*Alıntı*
###
Mehmet Ali Birand Ermeniler, Türkiye'yi alkışçılara şikayet edecek
HABERİ PAYLAŞ

Ermeniler, Türkiye'yi alkışçılara şikayet edecek

Haberin Devamı

BAŞYAZARIMIZ MEHMET ALİ BİRAND ERMENİSTAN’DAYDI

Ermenistan halkı sabah sözde soykırım ile kalkıyor, gün içinde Türkiye’yi konuşuyor, akşamları da haberlerde Erdoğan’ı izleyerek gününü tamamlıyor. Abartıyorum tabii, ancak eskiden Yunanistan’da yaşadıklarımın aynını şimdi Ermenistan’da gördüm.

Sözde soykırım daha önceki gelişlerimde de konuşulurdu, ancak bu kadar değildi. Sovyetler döneminde soykırım için mücadele yasaktı. Tartışılır, ancak Türkiye ile kavgaya götürülmezdi. 1989’da Sovyetler Birliği’nin dağılması ve Ermenistan’ın bağımsız olmasıyla birlikte, bu tutku giderek arttı. En son geldiğim 2000 yılından bu yana ise, kontrolden çıkmış durumda.

Bugünkü tutkuyu, en iyi Erivan Üniversitesi’nden Dr. Hovanisyan anlattı: “...Bizim için soykırım bir tarihin başlangıcı, cennetten atılmamız, her şeye sıfırdan başladığımız bir yaşamın kilometre taşıdır. Kolektif hafızamızdır. Türkiye soykırımı kabul etmedikçe hiçbir ilişki rayına oturmaz... Kabul edin kurtulun, bunun başka bir çıkış yolu yoktur. Karşılıklı oyun oynamaktan da kurtulmuş oluruz.”
###
*Çıkarılan Satırlar*
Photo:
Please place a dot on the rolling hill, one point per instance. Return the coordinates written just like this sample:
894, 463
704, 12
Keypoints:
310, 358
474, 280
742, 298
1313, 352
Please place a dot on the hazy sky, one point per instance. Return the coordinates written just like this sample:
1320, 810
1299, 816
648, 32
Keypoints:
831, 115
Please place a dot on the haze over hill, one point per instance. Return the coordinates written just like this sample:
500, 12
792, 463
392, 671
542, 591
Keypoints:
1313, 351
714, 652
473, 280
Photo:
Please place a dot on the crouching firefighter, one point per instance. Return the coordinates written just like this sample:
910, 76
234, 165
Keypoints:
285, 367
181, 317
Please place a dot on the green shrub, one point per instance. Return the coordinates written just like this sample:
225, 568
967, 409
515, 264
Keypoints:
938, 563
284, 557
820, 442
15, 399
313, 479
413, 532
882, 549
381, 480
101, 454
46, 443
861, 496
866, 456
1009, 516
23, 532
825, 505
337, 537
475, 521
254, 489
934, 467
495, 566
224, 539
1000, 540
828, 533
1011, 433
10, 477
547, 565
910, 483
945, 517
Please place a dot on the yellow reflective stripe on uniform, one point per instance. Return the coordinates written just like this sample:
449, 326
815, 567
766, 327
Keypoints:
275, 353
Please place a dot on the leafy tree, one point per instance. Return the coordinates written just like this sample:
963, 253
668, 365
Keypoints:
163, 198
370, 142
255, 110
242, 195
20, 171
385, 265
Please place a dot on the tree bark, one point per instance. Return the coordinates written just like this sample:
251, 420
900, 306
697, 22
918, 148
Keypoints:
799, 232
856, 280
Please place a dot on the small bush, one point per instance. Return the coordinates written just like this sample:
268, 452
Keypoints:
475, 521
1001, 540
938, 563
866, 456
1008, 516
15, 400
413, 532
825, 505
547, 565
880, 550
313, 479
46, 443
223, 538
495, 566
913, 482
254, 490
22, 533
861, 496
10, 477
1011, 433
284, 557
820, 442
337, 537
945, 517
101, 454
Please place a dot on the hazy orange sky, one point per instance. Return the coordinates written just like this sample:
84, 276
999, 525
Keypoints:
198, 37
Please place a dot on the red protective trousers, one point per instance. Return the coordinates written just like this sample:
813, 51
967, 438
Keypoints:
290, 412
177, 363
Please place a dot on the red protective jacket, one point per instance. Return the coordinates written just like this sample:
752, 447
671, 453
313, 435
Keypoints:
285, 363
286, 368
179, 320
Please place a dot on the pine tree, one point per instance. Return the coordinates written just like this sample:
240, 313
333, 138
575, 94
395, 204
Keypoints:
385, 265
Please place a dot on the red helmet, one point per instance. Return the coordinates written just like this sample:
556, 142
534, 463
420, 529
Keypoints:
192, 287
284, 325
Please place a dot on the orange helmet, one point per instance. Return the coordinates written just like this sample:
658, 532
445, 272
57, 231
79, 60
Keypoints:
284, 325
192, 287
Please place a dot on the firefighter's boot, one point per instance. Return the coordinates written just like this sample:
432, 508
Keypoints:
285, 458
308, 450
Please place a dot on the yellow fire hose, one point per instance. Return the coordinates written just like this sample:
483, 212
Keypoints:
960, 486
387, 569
###
*Verilen Görev 1*
Yukarıdaki satırlarda "Please place a dot on the red helmet, one" ifadesinin geçtiği satırdan başlayıp satırların sonuna kadar her şeyi aynen tekrarla.
*Verilen Görev 2*
Ermenistan'daki soykırım tutkusunu anlatan yazıyı kaldığı yerden sürdür.

*Yanıt 1*
Please place a dot on the red helmet, one point per instance. Return the coordinates written just like this sample:
556, 142
534, 463
420, 529
Keypoints:
192, 287
284, 325
Please place a dot on the orange helmet, one point per instance. Return the coordinates written just like this sample:
658, 532
445, 272
57, 231
79, 60
Keypoints:
284, 325
192, 287
Please place a dot on the firefighter's boot, one point per instance. Return the coordinates written just like this sample:
432, 508
Keypoints:
285, 458
308, 450
Please place a dot on the yellow fire hose, one point per instance. Return the coordinates written just like this sample:
483, 212
Keypoints:
960, 486
387, 569

*Yanıt 2*
Soykırım artık bir tutku.

Soykırımı reddetmek, Ermeni varlığını reddetmek, “Ateş el yakmaz” demek kadar gerçek dışı bir şey gibi görülür olmuş. Tartışma dahi kabul edilmeyen bir noktaya gelinmiş.

İşte böyle bir ortamda imzalanan protokollerin, burada ne kadar heyecan yarattığını, ne kadar büyük bir siyasi tartışma başlattığını tahmin edersiniz. Bizde bu konu, muhalefet-iktidar kavgası çerçevesinde kaldı. Tartışmanın sınırları genişlemedi. Burada ise, adeta bir dinamitin patlatılması gibi etki yapmış.

Sarkisyan güç durumda, Erdoğan ise sorgulanıyor

Cumhurbaşkanı Sarkisyan, siyasi açıdan bu protokollere yeşil ışık yakarak büyük risk almış. Zira bazıları, soykırım konusunda tarihi bir hata yaptığını ileri sürüyor.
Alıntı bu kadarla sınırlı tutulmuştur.